Confroy competed in soccer, basketball and softball from her early years through her standout high school career. 

Confroy excelled in all three sports at Solon High School, south of Cleveland. She averaged 19.3 points, 6.2 assists and 4.6 rebounds at Solon and capped her senior season by being named the area's Player of the Year by the Cleveland Plain Dealer and Cleveland.com. During her junior year, Confroy was the Plain Dealer's Softball Player of the Year and earned first-team All-Greater Cleveland honors as a soccer goalkeeper. 

"The biggest thing that playing all the sports helped me with was having something new all the time," Confroy said. "I was still invested and passionate about each sport, and that prevented me from burning out with basketball. I had other avenues to enjoy." 

Confroy could have competed at the collegiate level in any of the three sports, but she chose to continue with basketball. 

"It wasn't until high school that I really decided that basketball was my sport," Confroy said. "I just had more of a passion for basketball. I always dreamed of going to a big school and playing Division I basketball."

++++++++++++++++++++

# [What is required]
For each statement, answer yes or no to whether it agrees with the passage about Confroy, and quote the passage's deciding words. 1. Confroy attended Solon High School, south of Cleveland. 2. Confroy was named the Plain Dealer's Softball Player of the Year in her senior year. 3. Confroy settled on basketball as her sport before she reached high school. The records that come next have no connection to the passage about Confroy.

Natural-language object grounding records
++++++++++++++++++++

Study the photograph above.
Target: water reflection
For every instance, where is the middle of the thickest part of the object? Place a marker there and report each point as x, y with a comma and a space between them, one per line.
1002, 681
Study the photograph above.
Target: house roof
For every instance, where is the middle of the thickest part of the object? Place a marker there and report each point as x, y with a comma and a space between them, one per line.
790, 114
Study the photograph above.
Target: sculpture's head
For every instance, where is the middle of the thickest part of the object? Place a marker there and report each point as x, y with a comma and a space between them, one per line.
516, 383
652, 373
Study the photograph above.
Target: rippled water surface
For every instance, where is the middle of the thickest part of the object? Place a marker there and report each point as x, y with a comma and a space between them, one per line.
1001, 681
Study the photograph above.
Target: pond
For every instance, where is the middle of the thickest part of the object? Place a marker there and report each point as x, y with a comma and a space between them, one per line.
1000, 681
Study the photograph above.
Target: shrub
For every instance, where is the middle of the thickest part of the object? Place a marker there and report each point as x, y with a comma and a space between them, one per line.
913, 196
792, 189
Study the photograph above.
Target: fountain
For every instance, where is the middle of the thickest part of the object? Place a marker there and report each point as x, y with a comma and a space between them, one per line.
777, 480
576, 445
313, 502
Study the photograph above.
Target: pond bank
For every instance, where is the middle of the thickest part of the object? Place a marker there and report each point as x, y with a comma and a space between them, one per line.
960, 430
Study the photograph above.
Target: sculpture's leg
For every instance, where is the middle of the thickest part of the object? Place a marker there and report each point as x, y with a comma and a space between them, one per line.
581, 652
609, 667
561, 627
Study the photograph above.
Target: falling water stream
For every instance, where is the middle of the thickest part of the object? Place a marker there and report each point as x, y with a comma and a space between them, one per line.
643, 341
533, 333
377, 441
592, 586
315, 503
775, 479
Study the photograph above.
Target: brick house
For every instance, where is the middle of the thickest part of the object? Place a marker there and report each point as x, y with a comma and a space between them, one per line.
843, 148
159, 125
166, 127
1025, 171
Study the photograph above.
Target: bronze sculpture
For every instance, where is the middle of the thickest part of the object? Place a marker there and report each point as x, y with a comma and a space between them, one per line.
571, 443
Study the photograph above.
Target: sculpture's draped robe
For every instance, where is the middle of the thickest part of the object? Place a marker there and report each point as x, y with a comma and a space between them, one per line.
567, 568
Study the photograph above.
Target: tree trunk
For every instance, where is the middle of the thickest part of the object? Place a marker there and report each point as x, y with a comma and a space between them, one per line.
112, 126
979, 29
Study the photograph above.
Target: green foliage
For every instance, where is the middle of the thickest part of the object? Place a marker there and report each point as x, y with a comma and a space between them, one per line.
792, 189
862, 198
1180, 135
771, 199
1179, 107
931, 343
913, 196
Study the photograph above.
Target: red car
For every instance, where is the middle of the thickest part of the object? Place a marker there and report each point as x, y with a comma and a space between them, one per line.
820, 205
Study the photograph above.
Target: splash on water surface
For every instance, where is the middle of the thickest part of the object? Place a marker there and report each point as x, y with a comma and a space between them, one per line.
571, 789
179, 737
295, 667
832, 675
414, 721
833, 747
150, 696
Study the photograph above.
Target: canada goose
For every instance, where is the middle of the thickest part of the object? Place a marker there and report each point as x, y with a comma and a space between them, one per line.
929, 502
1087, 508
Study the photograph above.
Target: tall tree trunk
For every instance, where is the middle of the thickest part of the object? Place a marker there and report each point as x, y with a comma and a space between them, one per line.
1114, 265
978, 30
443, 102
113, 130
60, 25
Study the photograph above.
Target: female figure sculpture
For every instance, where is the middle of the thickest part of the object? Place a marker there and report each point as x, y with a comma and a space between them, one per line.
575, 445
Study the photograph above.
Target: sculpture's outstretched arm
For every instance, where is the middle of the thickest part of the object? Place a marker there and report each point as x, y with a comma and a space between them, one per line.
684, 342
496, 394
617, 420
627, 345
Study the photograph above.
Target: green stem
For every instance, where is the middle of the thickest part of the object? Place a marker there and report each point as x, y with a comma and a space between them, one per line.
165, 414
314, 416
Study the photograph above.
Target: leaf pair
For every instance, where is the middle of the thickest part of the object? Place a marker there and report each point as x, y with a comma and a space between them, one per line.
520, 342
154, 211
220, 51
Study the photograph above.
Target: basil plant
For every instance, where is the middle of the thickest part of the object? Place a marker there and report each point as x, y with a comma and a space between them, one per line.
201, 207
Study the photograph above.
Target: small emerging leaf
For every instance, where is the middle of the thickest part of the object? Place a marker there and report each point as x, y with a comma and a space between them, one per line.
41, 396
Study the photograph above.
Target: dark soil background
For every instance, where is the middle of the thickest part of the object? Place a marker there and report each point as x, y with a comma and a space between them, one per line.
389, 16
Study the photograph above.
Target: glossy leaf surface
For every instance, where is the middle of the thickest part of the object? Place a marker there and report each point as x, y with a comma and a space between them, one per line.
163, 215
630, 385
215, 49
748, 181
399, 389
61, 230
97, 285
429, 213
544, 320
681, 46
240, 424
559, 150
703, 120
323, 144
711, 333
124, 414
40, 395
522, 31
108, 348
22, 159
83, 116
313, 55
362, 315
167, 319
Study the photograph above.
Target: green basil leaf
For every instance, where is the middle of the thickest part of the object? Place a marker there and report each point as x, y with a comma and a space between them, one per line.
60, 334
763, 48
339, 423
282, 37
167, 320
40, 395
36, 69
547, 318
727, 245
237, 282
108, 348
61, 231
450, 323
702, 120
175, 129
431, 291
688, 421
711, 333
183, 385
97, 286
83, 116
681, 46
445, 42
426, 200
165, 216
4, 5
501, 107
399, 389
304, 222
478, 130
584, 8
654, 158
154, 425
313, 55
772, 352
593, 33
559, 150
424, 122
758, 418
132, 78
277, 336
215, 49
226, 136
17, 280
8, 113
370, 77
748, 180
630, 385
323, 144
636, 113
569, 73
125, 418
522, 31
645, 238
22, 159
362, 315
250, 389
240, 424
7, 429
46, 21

++++++++++++++++++++

# [Response to this task]
1. Yes: "Confroy excelled in all three sports at Solon High School, south of Cleveland."
2. No: "During her junior year, Confroy was the Plain Dealer's Softball Player of the Year"
3. No: "It wasn't until high school that I really decided that basketball was my sport"